Records for this task
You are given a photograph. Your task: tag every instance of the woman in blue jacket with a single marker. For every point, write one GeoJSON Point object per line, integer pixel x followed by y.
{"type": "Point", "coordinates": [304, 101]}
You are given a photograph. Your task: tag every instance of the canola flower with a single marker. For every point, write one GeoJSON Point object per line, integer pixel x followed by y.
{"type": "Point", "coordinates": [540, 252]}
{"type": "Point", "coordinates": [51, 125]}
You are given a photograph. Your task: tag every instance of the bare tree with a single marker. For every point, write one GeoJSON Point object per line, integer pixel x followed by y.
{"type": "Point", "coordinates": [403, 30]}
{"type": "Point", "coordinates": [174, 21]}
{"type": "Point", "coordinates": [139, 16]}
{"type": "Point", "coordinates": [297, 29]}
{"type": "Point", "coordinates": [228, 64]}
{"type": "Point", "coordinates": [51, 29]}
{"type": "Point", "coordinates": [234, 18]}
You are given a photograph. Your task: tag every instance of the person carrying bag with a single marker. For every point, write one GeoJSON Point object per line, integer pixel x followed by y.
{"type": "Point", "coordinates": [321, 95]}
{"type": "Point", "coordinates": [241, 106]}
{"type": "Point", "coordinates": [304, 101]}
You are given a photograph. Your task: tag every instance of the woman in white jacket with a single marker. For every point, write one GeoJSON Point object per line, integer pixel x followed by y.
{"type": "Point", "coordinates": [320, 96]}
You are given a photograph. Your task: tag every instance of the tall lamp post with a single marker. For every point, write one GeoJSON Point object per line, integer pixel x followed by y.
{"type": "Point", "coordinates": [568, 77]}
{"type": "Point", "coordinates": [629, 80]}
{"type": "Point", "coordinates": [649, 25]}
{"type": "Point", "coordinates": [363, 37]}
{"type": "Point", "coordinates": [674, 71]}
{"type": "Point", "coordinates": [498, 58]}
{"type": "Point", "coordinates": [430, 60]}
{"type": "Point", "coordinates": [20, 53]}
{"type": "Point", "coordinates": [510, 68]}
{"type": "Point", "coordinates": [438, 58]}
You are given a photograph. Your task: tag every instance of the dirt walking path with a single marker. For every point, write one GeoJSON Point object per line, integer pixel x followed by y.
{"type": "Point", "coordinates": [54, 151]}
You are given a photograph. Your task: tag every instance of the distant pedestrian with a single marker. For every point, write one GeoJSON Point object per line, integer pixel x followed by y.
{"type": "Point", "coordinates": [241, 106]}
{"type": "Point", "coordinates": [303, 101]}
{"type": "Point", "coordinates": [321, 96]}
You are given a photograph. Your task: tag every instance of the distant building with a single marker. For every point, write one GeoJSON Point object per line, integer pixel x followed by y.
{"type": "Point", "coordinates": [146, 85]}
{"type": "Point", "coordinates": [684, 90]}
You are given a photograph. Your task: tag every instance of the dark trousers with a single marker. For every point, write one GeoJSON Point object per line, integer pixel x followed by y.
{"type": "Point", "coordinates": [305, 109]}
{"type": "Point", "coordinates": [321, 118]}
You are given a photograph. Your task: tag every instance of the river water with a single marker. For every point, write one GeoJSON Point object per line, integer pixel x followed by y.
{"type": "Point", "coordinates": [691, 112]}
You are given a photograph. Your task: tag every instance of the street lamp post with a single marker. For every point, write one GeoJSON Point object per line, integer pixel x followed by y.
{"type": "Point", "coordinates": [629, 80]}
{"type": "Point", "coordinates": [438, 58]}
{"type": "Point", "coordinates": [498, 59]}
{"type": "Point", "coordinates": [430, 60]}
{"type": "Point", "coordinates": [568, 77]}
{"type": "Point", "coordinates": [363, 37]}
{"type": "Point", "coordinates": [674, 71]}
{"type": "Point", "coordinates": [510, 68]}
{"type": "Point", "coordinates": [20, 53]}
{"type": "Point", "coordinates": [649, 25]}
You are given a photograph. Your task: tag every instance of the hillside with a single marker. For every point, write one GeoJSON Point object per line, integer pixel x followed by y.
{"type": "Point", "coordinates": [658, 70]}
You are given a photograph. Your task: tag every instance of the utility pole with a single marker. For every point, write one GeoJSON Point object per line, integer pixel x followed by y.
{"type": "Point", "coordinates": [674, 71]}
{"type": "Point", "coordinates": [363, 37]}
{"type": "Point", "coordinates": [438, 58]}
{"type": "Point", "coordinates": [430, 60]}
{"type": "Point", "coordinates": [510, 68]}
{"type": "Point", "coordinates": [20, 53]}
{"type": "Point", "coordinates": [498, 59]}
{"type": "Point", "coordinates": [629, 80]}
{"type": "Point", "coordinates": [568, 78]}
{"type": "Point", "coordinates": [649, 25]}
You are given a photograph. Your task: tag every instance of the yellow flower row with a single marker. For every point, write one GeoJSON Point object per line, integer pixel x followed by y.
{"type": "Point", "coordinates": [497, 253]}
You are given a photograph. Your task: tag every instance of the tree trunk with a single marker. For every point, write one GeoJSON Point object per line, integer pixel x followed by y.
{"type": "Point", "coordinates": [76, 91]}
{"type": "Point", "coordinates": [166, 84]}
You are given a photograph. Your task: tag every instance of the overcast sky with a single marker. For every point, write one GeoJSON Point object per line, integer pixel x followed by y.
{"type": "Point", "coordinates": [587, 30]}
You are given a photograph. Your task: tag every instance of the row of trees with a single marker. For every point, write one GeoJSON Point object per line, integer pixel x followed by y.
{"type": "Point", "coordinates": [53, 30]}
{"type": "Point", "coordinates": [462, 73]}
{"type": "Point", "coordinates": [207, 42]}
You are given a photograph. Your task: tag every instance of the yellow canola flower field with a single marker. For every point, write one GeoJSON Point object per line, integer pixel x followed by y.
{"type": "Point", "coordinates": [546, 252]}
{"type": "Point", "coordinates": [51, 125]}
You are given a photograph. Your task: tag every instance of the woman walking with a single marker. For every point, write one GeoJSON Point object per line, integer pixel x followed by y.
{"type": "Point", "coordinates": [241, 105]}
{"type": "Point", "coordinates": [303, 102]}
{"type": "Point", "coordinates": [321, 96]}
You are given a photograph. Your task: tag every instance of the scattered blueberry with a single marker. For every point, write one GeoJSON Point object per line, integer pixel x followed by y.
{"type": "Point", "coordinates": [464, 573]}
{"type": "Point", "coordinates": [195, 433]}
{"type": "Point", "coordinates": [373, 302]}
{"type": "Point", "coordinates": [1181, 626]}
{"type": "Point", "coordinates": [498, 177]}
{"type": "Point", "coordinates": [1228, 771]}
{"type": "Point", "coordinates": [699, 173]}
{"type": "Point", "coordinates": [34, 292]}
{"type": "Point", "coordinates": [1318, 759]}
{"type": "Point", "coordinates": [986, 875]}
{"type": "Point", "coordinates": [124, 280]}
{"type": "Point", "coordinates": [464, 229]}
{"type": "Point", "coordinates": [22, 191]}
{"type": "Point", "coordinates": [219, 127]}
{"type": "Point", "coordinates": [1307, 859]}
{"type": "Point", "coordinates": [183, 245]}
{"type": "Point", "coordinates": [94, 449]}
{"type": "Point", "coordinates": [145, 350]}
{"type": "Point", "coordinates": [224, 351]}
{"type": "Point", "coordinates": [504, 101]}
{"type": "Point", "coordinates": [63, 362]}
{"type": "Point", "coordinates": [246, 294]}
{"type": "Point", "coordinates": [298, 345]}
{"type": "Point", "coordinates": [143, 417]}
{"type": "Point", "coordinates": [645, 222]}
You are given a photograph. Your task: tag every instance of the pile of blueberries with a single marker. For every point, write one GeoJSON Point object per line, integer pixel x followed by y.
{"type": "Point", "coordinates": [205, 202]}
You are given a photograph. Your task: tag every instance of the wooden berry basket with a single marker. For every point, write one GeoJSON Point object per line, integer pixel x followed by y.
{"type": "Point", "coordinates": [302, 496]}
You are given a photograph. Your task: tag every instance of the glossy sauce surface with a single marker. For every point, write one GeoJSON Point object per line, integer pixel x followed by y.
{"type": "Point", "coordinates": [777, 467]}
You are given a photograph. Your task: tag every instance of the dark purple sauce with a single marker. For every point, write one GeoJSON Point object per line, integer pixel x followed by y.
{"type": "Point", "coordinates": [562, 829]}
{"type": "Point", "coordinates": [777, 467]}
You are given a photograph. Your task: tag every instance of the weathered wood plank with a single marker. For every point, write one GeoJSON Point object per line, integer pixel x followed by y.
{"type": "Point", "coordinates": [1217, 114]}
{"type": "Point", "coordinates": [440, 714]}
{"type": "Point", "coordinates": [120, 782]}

Written problem
Each line from the one with "the dark purple" through the last line of the records must be written out word for word. Include nothing else.

Written response
You are given a photograph. Your task: tag every instance of the dark purple sauce with a single marker. For every point, write one GeoJSON Point object per line, integer pixel x followed by y.
{"type": "Point", "coordinates": [562, 829]}
{"type": "Point", "coordinates": [777, 467]}
You are given a photograph. Your task: tag every instance of the weathered wood plank with a single marker. For every point, write one GeoJSON Point object per line, integer pixel x followed by y.
{"type": "Point", "coordinates": [1217, 114]}
{"type": "Point", "coordinates": [440, 714]}
{"type": "Point", "coordinates": [120, 782]}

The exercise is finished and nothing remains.